Text-to-region grounding data
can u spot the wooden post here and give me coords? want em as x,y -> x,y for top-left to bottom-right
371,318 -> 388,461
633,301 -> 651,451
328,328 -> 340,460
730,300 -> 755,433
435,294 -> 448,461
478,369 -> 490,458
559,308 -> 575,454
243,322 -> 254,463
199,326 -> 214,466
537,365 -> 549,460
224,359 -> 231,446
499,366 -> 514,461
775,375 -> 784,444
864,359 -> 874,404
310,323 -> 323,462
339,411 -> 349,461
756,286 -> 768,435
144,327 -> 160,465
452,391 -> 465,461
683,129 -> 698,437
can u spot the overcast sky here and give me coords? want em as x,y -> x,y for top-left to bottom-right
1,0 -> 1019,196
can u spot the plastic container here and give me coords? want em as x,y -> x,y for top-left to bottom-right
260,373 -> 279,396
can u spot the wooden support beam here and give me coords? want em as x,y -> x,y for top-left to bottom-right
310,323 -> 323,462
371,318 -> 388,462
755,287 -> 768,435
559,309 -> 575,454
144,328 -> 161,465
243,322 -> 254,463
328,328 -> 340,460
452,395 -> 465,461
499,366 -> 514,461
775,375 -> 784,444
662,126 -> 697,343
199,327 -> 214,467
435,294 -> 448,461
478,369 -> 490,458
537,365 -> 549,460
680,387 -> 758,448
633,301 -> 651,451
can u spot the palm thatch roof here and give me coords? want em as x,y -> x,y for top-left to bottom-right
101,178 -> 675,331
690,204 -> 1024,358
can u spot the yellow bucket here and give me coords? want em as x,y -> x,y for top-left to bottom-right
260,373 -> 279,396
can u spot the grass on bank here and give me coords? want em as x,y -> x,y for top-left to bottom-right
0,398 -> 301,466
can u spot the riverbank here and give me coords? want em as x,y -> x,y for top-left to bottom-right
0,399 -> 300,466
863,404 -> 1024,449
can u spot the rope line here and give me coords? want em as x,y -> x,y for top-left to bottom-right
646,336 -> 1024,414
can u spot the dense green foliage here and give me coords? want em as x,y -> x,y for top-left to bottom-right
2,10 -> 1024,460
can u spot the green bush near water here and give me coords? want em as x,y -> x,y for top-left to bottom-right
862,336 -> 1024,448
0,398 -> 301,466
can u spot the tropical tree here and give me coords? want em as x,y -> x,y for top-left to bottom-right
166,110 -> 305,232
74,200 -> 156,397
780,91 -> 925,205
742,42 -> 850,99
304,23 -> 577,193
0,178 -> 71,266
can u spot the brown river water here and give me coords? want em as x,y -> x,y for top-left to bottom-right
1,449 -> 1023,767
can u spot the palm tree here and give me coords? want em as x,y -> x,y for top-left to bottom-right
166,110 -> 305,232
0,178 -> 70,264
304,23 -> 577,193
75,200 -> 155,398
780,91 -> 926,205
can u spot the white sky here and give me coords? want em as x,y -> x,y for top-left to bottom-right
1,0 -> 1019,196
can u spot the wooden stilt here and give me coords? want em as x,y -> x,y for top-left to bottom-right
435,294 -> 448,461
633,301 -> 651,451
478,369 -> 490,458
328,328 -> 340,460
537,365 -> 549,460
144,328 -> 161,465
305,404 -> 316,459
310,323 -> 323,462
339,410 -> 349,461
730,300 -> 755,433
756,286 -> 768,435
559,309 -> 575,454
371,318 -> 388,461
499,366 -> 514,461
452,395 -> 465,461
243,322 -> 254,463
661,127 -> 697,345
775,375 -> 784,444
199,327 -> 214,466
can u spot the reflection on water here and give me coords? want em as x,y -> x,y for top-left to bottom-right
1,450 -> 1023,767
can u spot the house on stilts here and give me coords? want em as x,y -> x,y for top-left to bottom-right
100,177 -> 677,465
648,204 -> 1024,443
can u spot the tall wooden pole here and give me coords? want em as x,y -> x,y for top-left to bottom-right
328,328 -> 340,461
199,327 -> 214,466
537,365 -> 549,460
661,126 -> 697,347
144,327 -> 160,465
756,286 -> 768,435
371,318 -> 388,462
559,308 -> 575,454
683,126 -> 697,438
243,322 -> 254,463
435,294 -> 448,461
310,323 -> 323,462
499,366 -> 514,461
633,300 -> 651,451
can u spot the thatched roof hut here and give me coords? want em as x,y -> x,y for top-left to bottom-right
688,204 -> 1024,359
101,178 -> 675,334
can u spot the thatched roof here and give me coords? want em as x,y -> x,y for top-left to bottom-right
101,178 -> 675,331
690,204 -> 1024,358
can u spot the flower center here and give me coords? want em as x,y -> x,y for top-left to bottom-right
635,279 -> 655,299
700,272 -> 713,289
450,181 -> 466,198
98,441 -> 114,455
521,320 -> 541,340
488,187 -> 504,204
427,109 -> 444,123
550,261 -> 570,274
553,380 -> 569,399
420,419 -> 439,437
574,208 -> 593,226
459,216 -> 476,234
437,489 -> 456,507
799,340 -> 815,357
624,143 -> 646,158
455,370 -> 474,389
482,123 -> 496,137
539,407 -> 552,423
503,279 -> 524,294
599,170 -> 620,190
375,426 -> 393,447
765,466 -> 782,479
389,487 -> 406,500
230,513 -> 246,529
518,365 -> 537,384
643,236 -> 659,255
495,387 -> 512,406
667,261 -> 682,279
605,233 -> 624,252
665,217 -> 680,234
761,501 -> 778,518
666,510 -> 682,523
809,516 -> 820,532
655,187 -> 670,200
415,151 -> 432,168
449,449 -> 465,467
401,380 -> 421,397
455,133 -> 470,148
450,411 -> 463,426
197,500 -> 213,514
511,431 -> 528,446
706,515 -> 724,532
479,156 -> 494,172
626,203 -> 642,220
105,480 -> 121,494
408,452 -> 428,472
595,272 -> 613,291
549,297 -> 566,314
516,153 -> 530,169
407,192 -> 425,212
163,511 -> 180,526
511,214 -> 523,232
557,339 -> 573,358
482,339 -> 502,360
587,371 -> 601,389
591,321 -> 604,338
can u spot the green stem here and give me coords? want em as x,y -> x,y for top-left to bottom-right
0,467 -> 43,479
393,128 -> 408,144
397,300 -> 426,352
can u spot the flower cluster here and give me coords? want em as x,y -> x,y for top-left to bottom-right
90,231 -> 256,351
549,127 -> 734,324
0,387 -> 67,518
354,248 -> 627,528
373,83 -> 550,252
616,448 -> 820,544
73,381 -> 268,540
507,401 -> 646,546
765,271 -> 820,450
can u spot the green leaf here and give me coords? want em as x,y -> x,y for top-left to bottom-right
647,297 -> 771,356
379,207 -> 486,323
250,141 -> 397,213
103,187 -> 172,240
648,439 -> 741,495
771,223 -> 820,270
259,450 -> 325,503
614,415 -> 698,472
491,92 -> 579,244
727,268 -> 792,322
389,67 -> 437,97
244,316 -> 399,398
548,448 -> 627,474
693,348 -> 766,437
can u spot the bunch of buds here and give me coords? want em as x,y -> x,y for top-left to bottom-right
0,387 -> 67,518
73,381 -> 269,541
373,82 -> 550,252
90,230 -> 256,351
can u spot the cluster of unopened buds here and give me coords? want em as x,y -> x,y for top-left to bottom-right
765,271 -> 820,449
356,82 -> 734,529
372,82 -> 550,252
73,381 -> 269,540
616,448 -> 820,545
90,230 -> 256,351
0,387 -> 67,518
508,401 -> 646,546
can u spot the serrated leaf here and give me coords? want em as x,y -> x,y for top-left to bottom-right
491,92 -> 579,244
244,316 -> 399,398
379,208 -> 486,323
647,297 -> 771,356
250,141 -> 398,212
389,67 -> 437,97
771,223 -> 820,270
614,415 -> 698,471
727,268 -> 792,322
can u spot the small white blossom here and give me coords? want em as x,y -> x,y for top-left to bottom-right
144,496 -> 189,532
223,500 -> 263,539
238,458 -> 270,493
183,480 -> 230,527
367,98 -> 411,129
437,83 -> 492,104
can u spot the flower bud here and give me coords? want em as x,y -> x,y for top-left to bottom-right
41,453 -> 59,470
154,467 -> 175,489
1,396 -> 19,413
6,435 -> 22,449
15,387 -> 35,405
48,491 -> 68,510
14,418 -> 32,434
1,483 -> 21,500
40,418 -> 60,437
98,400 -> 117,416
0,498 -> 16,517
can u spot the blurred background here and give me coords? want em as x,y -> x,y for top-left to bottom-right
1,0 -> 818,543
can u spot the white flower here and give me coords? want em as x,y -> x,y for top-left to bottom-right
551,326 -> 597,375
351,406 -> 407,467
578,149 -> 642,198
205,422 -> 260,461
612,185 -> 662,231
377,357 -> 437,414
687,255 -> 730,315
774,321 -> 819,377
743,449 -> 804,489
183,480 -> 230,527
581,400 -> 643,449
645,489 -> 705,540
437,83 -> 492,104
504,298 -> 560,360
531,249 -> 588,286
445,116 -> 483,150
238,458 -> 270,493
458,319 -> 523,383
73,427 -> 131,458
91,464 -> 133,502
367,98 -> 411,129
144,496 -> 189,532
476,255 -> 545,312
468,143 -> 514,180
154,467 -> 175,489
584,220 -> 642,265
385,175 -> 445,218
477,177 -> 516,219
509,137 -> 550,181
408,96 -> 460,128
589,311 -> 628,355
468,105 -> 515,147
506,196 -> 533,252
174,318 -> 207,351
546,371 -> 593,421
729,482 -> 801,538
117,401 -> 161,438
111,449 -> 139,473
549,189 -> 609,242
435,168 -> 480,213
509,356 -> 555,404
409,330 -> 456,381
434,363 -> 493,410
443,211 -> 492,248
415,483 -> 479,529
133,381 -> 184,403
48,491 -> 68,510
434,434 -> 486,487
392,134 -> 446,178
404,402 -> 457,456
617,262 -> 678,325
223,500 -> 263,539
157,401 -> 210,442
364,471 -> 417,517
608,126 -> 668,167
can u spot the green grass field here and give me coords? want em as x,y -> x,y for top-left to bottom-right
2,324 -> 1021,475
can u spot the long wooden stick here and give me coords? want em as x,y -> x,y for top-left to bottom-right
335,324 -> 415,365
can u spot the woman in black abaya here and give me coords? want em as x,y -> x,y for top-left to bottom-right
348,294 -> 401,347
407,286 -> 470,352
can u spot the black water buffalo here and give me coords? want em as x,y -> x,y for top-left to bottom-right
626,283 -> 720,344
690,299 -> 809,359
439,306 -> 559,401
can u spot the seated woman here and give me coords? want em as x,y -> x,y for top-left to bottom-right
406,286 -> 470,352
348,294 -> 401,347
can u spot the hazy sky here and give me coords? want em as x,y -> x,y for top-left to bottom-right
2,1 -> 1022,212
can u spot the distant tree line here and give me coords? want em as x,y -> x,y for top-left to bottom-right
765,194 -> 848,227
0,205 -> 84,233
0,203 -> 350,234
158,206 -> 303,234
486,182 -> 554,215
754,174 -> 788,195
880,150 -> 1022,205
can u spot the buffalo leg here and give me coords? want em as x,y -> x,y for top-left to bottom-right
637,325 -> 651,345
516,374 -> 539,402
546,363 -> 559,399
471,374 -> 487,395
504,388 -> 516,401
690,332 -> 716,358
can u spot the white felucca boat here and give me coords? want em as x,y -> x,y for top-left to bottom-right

## Exercise
Only the lines from the one containing "can u spot the woman" through the last line of the records above are to be reproduced, exactly and with both ends included.

## Response to the exercise
can u spot the woman in black abaya here and give me coords? want em as x,y -> x,y for top-left to bottom-right
348,294 -> 401,347
407,286 -> 470,352
can u spot the black water buffalo here and give me coords? want em as x,y -> x,y for top-left to bottom-right
626,283 -> 720,344
690,299 -> 809,359
439,306 -> 559,401
can u spot the seated woman here and give me coords? want em as x,y -> x,y for top-left to bottom-right
406,286 -> 470,352
348,294 -> 401,347
can u spot the hazy sky here and give me coords? want em as x,y -> x,y for top-left to bottom-right
2,1 -> 1022,212
can u spot the distant tree line here and give me coords? want em as x,y -> x,y for top-left to bottom-right
765,194 -> 848,227
0,205 -> 84,233
0,203 -> 350,234
158,206 -> 303,234
486,182 -> 554,215
754,174 -> 788,195
880,150 -> 1022,205
can u spot the buffalo leg here and give me coords? want em as x,y -> x,y for top-left to bottom-right
637,325 -> 651,345
516,374 -> 539,402
546,363 -> 559,399
471,374 -> 487,395
504,388 -> 516,401
690,332 -> 716,358
can u spot the white felucca boat here and give me coords? want em as x,y -> x,y for top-left to bottom-right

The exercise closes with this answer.